- Directed by: Josh Baker
- Written by: Louis Theroux
- Produced by: Sara Obeidat; Matan Cohen;
- Starring: Louis Theroux
- Production companies: BBC Film; Mindhouse Productions;
- Distributed by: BBC
- Release date: April 27, 2025;
- Running time: 61 minutes
- Country: United Kingdom
- Language: English

= Louis Theroux: The Settlers =

2025 documentary

Louis Theroux: The Settlers is a 2025 BBC documentary film by Louis Theroux about illegal Israeli settlers in the West Bank and the movement for Israeli settlement of the Gaza Strip during the Gaza war. The film features interviews with Palestinians and Israeli settlers in the occupied West Bank, including prominent far-right Zionist settler Daniella Weiss. The film is a part of Louis Theroux's BBC Two specials.

== Background ==

=== The Ultra Zionists (2011) ===

14 years before The Settlers, Louis Theroux made the 2011 documentary The Ultra Zionists; it was similarly centred on Israeli settlers in the West Bank.

=== Gaza: How to Survive a Warzone (2025) ===

Earlier in 2025, the BBC had released and subsequently pulled a separate documentary on the effect of the Gaza war on children in the Gaza Strip in Palestine titled Gaza: How to Survive a Warzone. It was pulled after it was reported that the child who narrated the film was the son of the deputy minister for agriculture in the ruling Hamas administration.

Text-to-region grounding data:
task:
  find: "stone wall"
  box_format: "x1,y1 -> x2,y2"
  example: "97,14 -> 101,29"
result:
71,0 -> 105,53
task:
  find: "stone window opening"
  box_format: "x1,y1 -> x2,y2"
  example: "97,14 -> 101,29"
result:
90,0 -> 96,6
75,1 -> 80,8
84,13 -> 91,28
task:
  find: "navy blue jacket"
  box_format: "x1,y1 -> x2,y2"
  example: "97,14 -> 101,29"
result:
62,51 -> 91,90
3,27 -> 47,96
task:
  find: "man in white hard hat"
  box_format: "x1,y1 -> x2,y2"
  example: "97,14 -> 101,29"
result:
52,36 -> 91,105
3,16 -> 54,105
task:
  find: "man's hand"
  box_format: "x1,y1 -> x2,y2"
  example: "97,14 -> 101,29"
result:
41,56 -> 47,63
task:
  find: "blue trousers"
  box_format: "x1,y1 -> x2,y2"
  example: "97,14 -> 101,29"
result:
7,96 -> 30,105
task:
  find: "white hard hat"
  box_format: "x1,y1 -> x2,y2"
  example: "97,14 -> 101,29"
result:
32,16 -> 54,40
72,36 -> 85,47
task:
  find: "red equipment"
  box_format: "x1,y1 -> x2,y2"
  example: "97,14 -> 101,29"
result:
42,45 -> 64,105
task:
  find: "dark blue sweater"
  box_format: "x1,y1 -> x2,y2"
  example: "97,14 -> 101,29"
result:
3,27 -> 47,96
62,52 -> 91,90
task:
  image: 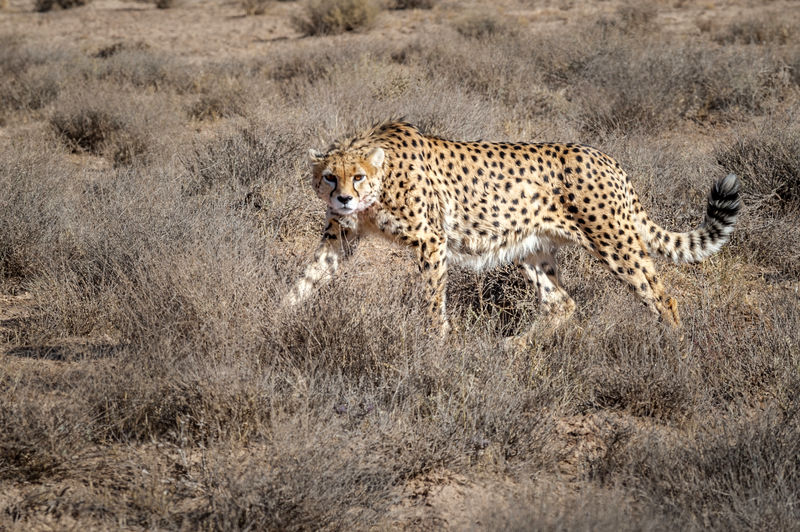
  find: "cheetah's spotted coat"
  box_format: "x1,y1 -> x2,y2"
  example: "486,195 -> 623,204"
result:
287,122 -> 739,331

Tasks for this exercise:
[1] In the text on the Louis Theroux documentary, what earlier documentary did Theroux make about Israeli settlers in the West Bank?
[2] Echo the text on the Louis Theroux documentary, starting with "14 years before" and going on through "ruling Hamas administration.".

Responses for each task:
[1] The Ultra Zionists, made in 2011.

[2]
14 years before The Settlers, Louis Theroux made the 2011 documentary The Ultra Zionists; it was similarly centred on Israeli settlers in the West Bank.

=== Gaza: How to Survive a Warzone (2025) ===

Earlier in 2025, the BBC had released and subsequently pulled a separate documentary on the effect of the Gaza war on children in the Gaza Strip in Palestine titled Gaza: How to Survive a Warzone. It was pulled after it was reported that the child who narrated the film was the son of the deputy minister for agriculture in the ruling Hamas administration.